▸ Requirement:
Where a line of the listing below includes the word "clicks", reproduce that line.

▸ Provided data:
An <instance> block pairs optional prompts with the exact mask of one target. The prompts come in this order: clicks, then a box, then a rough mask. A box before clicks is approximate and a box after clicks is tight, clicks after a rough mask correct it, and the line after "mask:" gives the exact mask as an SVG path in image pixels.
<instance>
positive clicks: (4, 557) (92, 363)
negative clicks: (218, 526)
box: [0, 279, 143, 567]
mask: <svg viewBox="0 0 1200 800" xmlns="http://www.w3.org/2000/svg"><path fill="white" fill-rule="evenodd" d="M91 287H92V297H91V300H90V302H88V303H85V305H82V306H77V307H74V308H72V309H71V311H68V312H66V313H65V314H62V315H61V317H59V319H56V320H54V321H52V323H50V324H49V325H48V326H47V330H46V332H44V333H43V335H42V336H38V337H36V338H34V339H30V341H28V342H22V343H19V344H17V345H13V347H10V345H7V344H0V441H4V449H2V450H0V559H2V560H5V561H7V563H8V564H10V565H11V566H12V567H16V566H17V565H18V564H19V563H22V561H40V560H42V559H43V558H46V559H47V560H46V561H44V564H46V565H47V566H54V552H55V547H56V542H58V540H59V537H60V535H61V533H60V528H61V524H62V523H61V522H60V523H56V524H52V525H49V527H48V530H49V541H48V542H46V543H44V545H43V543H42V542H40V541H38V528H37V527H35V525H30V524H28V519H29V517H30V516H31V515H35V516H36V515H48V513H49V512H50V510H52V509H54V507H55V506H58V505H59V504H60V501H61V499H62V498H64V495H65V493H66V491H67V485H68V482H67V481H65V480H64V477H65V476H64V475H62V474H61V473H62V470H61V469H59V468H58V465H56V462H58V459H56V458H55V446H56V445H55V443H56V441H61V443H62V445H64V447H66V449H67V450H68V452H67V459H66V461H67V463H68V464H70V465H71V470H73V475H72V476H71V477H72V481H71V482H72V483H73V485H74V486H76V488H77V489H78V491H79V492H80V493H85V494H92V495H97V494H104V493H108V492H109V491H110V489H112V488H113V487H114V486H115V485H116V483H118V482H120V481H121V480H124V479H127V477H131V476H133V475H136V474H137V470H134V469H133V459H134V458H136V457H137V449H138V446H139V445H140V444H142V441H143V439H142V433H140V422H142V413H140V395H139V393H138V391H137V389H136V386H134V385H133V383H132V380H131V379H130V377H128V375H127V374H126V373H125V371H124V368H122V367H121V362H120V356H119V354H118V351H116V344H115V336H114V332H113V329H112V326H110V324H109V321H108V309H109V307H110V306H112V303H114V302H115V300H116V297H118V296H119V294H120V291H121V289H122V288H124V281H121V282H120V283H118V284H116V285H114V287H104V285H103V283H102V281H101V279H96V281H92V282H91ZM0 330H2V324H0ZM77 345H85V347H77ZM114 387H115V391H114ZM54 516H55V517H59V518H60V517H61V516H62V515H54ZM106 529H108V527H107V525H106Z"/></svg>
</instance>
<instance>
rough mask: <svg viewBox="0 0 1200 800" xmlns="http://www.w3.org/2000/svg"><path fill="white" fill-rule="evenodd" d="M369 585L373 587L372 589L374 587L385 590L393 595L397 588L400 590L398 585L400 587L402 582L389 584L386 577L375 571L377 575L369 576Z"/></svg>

▸ Response:
An <instance> block pairs optional prompts with the exact mask of one target. The prompts come in this order: clicks, then a box, then a rough mask. A box before clicks is approximate and a box after clicks is tight, clicks after a rough mask correct it, and the line after "mask:" gives the exact mask as an SVG path in image pixels.
positive clicks: (4, 557) (92, 363)
negative clicks: (218, 526)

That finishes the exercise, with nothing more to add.